Short problem: According to the talk notes, how many California native plants are edible?

Document excerpt:
• • • • • • •
I am not a foodie by any means, but I enjoyed this talk at last night's
CalHort meeting very much. My notes below are cribbed from Middlebrook's talk and her slide presentation, somewhat reorganized for a blog post. I cannot vouch for any of her claims or statistics. If these things intrigue you, it is for you to do further research.
Based in San Jose,
Alrie Middlebrook designs gardens with California-native plants, 400 of them so far, and wrote
an excellent book on that subject with her mentor, Glenn Keator. They taught the garden design class Natives in Style at the San Francisco Botanical Garden together for 12 years. More important than designing a garden she said, is stewarding it. I loved her immediately.
Middlebrook came to gardening with a background in art. She considered herself "an artist who was
interested in plants." Keator ignited her passion for natives after she'd passed through other phases in gardening--tropical, Mediterranean,
et cetera. She learned about plants in the natural landscape on botanizing excursions with Keator, who learned from Wayne Roderick, who learned from
Lester Rowntree.
Middlebrook believes you can teach people to love native flora by teaching about it as food. California has 6000 native plants. 1500 are garden-worthy and 1000 are edible. Middlebrook says, "If you garden, you have to get involved with food at some point."
• • • • • • •
Location identification entries
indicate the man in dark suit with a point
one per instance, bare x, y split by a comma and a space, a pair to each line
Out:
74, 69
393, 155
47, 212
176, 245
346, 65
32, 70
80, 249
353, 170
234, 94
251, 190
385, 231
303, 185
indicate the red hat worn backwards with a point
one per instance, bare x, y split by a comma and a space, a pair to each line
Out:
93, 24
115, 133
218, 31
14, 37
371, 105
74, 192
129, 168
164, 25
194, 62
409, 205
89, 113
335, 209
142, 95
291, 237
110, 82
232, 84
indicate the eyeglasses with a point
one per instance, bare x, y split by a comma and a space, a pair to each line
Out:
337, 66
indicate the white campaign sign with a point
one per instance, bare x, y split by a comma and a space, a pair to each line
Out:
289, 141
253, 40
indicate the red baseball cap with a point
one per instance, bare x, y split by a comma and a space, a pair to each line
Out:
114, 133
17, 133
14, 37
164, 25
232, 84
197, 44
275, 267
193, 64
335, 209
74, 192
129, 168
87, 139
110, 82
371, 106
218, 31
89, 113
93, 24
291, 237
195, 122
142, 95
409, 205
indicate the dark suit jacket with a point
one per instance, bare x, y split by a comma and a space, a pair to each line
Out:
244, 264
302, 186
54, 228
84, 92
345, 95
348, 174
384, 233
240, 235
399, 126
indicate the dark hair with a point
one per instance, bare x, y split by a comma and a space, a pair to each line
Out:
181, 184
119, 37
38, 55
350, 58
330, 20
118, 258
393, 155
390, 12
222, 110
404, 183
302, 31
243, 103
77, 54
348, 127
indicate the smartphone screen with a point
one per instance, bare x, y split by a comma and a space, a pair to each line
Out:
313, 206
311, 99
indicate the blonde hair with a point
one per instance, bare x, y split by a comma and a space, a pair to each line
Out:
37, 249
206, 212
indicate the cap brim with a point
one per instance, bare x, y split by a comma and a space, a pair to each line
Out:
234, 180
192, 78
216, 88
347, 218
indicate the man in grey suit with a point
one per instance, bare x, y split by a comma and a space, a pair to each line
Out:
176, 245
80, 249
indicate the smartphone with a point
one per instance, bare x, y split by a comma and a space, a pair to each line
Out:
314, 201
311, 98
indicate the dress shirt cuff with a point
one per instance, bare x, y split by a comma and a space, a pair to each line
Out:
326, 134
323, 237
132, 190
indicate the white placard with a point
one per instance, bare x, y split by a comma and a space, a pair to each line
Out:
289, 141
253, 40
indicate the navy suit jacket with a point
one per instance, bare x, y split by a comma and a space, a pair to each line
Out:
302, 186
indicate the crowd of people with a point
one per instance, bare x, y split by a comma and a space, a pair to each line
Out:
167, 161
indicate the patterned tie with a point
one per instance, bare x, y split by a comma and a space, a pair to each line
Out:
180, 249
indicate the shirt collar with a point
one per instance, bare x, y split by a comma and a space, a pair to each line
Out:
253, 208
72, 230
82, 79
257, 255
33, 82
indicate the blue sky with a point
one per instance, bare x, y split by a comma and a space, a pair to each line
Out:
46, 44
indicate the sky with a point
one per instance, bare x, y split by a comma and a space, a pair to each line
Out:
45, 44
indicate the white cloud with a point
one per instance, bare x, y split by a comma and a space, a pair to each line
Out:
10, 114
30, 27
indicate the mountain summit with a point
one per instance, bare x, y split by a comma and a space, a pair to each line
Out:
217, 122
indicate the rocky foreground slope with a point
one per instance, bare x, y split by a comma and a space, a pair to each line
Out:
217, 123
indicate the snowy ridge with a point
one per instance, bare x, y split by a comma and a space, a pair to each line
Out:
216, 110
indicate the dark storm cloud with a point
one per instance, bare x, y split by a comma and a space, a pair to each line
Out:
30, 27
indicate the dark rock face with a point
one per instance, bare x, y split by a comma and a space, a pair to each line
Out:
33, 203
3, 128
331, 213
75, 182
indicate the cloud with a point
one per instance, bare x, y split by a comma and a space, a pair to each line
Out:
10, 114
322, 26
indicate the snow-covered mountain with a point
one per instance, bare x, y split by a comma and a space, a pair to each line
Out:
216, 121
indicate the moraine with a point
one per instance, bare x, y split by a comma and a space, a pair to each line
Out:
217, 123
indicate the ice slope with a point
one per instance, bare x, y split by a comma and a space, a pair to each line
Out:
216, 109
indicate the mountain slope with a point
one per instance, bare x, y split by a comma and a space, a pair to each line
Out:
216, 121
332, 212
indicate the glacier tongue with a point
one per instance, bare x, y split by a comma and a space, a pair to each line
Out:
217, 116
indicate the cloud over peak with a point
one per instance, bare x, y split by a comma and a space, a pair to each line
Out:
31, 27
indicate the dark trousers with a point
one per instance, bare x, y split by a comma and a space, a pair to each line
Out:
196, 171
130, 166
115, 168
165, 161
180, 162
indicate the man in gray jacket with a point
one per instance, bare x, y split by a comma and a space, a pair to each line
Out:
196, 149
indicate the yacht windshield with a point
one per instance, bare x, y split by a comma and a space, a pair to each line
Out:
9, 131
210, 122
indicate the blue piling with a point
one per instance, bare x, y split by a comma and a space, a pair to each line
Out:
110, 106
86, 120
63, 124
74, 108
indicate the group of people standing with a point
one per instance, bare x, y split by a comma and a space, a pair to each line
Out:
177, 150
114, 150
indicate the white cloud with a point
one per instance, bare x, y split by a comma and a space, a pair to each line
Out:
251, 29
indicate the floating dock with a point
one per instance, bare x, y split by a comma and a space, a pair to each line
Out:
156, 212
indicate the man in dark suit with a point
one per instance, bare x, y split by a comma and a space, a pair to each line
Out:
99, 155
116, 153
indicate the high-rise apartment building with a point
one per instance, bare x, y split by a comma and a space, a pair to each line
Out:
• • • • • • •
The solution: 1000 of California's 6000 native plants are edible.